# start of Information given

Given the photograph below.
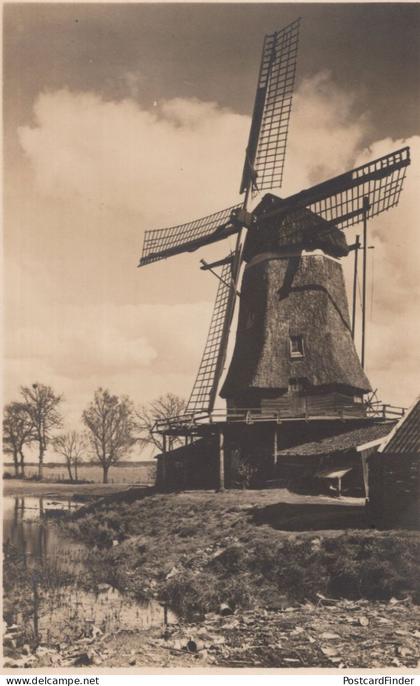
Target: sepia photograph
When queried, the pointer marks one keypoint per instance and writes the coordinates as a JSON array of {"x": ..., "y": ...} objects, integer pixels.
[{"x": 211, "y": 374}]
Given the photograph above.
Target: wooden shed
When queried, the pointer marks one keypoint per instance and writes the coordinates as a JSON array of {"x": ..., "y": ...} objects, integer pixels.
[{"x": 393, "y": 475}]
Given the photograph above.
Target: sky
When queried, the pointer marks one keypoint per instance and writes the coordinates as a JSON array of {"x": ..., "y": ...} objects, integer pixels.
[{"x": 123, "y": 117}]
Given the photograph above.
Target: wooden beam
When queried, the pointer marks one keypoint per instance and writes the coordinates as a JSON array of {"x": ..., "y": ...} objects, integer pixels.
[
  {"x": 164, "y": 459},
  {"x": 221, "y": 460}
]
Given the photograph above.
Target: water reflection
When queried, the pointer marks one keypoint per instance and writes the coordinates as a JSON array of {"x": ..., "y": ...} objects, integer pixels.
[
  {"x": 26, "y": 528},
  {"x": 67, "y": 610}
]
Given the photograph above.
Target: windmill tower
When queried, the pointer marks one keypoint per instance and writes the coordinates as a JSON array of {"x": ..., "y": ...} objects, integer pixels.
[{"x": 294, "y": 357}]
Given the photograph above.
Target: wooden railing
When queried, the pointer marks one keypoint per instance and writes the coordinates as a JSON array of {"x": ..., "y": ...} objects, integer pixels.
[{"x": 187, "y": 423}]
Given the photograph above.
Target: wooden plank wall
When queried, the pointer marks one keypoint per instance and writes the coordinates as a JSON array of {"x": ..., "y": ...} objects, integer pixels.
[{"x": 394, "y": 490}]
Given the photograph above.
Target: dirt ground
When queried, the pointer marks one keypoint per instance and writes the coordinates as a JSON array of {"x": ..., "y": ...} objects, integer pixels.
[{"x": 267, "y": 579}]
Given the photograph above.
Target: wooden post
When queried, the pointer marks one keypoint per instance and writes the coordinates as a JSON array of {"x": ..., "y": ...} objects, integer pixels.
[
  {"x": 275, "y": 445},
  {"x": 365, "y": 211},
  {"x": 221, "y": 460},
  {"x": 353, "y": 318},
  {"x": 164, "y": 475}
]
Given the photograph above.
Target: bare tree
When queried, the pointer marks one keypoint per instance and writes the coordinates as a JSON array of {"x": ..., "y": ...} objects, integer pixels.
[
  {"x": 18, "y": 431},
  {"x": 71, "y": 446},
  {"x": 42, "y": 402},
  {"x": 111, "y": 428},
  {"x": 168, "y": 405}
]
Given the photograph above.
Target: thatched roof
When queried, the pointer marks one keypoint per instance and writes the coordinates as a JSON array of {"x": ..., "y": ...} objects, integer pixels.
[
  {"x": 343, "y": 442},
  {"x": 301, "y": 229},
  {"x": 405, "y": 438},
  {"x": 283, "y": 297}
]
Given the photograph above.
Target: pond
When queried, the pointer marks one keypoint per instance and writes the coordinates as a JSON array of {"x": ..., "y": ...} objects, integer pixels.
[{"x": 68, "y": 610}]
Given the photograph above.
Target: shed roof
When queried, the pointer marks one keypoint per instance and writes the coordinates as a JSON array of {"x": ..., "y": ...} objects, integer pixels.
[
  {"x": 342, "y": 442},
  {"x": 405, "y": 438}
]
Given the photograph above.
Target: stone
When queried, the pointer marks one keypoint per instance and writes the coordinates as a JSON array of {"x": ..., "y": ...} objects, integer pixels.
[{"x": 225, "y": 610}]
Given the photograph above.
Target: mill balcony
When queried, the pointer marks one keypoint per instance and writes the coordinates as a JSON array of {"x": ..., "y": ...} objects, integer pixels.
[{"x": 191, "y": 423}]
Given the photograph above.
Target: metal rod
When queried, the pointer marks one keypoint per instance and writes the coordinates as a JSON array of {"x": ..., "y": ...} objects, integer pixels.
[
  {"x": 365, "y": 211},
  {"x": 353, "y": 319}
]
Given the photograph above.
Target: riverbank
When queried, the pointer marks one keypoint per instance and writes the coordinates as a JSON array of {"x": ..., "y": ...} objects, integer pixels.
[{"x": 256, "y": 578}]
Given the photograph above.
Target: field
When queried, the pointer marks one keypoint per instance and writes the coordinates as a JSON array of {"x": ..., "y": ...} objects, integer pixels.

# end of Information given

#### [Short task]
Retype each entry precisely. Skip images entirely.

#### [Result for this exercise]
Given the photograph below.
Target: sepia photograph
When queried, the pointer marks one keypoint per instance and writes the coordinates as a JSON array of {"x": ..., "y": ...} objects, integer pixels.
[{"x": 211, "y": 374}]
Given the photograph above.
Target: wooden shed
When queried, the pointer marks one keypoint per instance and writes the coordinates as a JSON array of {"x": ..., "y": ...} objects, integer pixels.
[{"x": 393, "y": 475}]
Given the photograph above.
Target: sky
When queried, the pointer marks one keypoint per instance and writes the coordinates as a JSON array of {"x": ..., "y": ...} objects, integer pixels.
[{"x": 123, "y": 117}]
Given the photograph above.
Target: wooden beam
When queried, the pointer marks one keypoint per instance and writes the coordinates as a JSON array of {"x": ..., "y": ...} objects, integer pixels.
[
  {"x": 164, "y": 459},
  {"x": 221, "y": 460}
]
Given the photograph above.
Target: water reflection
When queried, the pointer marks one keypoint per instance and writes the coordinates as a JSON array of {"x": ..., "y": ...} objects, integer pixels.
[
  {"x": 26, "y": 528},
  {"x": 67, "y": 610}
]
Given the photograph above.
Target: windmill tower
When queried, the pointer marks one keypoint per instance and writes the coordinates as a JSON array of {"x": ..., "y": ...} objects, integer pixels.
[{"x": 294, "y": 357}]
Given the photograph above.
Target: wooden railing
When queried, the pointer marks one keypoint per instance and writes the coordinates as a JSON array of {"x": ..., "y": ...} objects, integer pixels.
[{"x": 187, "y": 423}]
Given the photograph above.
Target: wooden plank wall
When queried, the pointer marks one keypoint per instance and writes the coordinates as a JSON array of {"x": ..., "y": ...} objects, integer pixels.
[{"x": 394, "y": 490}]
Given the photograph above.
Target: dirt ground
When queried, the pointer marks one keypoint per instance and writes the coordinates as a JSON array of {"x": ..., "y": ...} objects, integer pixels.
[{"x": 267, "y": 579}]
Given the photograph above.
Target: wooden post
When queried, the pointer marks one keypoint per instance and writes the coordinates as a JSON array of {"x": ..., "y": ...} objects, integer pixels.
[
  {"x": 275, "y": 445},
  {"x": 365, "y": 211},
  {"x": 221, "y": 460},
  {"x": 353, "y": 318},
  {"x": 164, "y": 475}
]
Given the photograph above.
Target: bare tree
When queried, the pointer marks one keypoint per instance and writes the coordinates as a JSON array of {"x": ..., "y": ...} objects, integer pixels.
[
  {"x": 18, "y": 431},
  {"x": 71, "y": 446},
  {"x": 42, "y": 402},
  {"x": 111, "y": 428},
  {"x": 168, "y": 405}
]
Given the photograph above.
Target: thatched roof
When queried, the pointer marks one keypoint per instance and writes the coordinates as a JSON array of {"x": ..., "y": ...} objects, integer pixels.
[
  {"x": 343, "y": 442},
  {"x": 301, "y": 229},
  {"x": 405, "y": 438},
  {"x": 283, "y": 297}
]
Given the photograph above.
Target: pond
When queried, the pointer marks one keypoint per instance and writes the coordinates as a JSON array of {"x": ..., "y": ...} objects, integer pixels.
[{"x": 68, "y": 610}]
Given the photograph above.
Target: shed roof
When queried, the pointer marks one keypoint per instance and writes the coordinates as a JSON array of {"x": ..., "y": ...} objects, integer pixels.
[
  {"x": 342, "y": 442},
  {"x": 405, "y": 438}
]
Given the photograph above.
Target: stone
When queried, the pointer marks one keypoint per instance and writes the coordinates as a JSON array of {"x": ..., "y": ...} objects, integer pixels.
[{"x": 225, "y": 610}]
Given the photograph above.
Target: mill balcony
When queried, the pointer marks one keypoint per instance and writes the coordinates as a JSON array of {"x": ..., "y": ...} objects, integer pixels.
[{"x": 191, "y": 423}]
Given the photograph above.
Target: metal rod
When queried, the pointer marks one keypoint per instance and writes the coordinates as a JSON array of {"x": ..., "y": ...} objects, integer pixels.
[
  {"x": 365, "y": 211},
  {"x": 353, "y": 319}
]
Given the photograph above.
Target: riverbank
When queried, the pointer marks one keypoint per instance and writes the coordinates as a JSON array of {"x": ..., "y": ...} objects, integer pixels.
[{"x": 256, "y": 578}]
Given the photograph above.
Target: field
When queried, the pointer marks one keypoint per instance and writes the coordinates as a JSON array of {"x": ..., "y": ...} objects, integer pixels.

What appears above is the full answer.